(Extract to read Opens)

Mursko Središće (Muraszerdahely, Kajkavian: Mursko Središče) is the northernmost town in Croatia and in Međimurje County which lies on the river Mura, the natural line dividing Croatia from Slovenia.

==History==

Mursko Središće was first mentioned in 1334 as Sancti Martini in Zredysche. Historian Ivan Kukuljević-Sakcinski claimed that the site was occupied by the Romans and was known under the name of Helicanum. If true, it would have been a strategic point on the road between Ptuj (Poetovio) in Slovenia and Carnuntum (Petronell) on the river Danube, the post between today's Vienna and Bratislava in Slovakia. The existing road was built in the 1st century. Other historians disagree, claiming that Helicanum might be today's Sveti Martin na Muri or nearby Lendava (Lendva).

(Extract to read Closes)

• **Activity A**:
Name every place in the Mursko Središće text that is followed by an alternative name in parentheses, together with that alternative name.
• **Activity B**:
Decide whether each statement agrees with the Mursko Središće text: (i) The town was first mentioned in 1334. (ii) The existing road was built in the 2nd century. (iii) All historians accept that Helicanum was located at Mursko Središće. Answer yes or no for each, and quote the deciding words.
• **Activity C**:
Reproduce the passage of the Mursko Središće text between "Mursko Središće (Muraszerdahely, Kajkavian: Mursko" and "Croatia from Slovenia.", inclusive.

(Supplied records Opens)

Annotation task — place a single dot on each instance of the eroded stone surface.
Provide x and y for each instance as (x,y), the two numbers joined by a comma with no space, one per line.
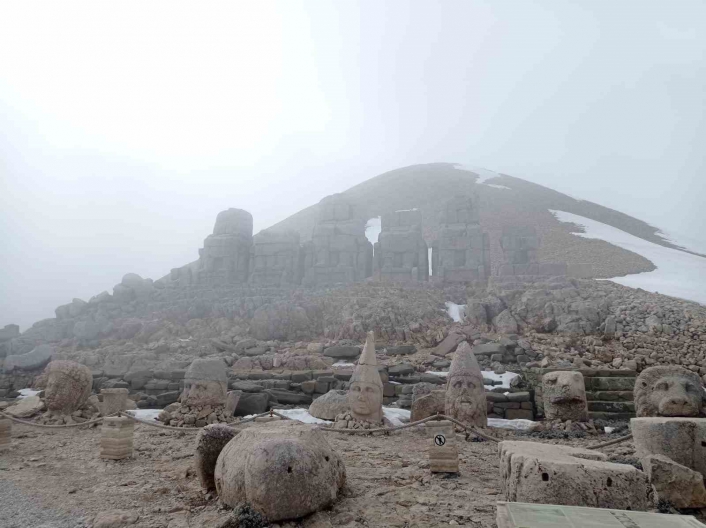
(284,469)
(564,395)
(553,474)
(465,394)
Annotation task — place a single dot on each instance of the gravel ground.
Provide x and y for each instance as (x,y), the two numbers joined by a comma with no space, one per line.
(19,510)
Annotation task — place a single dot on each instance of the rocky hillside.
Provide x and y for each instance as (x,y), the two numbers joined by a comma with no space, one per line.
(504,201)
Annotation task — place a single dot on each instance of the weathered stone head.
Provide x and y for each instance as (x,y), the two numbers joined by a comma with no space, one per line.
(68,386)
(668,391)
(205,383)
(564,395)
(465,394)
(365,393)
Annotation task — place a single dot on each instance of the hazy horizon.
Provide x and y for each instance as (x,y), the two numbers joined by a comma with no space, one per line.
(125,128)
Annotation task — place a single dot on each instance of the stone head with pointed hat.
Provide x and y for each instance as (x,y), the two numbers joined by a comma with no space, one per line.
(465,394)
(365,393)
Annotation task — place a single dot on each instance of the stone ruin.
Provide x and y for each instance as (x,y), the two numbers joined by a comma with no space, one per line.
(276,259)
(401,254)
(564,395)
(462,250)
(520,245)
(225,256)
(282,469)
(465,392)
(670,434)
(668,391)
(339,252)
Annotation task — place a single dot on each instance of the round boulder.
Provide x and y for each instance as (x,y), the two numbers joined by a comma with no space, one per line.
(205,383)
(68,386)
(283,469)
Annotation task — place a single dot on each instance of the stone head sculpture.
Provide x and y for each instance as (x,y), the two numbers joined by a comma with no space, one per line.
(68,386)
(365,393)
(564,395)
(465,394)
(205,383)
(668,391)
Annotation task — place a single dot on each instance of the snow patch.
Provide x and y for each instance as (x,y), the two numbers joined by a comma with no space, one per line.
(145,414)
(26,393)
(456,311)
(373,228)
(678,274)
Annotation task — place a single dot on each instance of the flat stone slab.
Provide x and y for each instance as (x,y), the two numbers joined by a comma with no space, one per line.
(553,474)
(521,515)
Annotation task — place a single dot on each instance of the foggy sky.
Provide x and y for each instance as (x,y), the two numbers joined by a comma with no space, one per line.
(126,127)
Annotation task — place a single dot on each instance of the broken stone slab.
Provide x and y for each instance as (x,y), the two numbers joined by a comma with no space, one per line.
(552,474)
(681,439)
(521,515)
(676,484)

(Supplied records Closes)

• **Response A**:
- Mursko Središće (Muraszerdahely, Kajkavian: Mursko Središče)
- Ptuj (Poetovio)
- Carnuntum (Petronell)
- Lendava (Lendva)

• **Response B**:
(i) Yes: "Mursko Središće was first mentioned in 1334 as Sancti Martini in Zredysche."
(ii) No: "The existing road was built in the 1st century."
(iii) No: "Other historians disagree, claiming that Helicanum might be today's Sveti Martin na Muri or nearby Lendava (Lendva)."

• **Response C**:
Mursko Središće (Muraszerdahely, Kajkavian: Mursko Središče) is the northernmost town in Croatia and in Međimurje County which lies on the river Mura, the natural line dividing Croatia from Slovenia.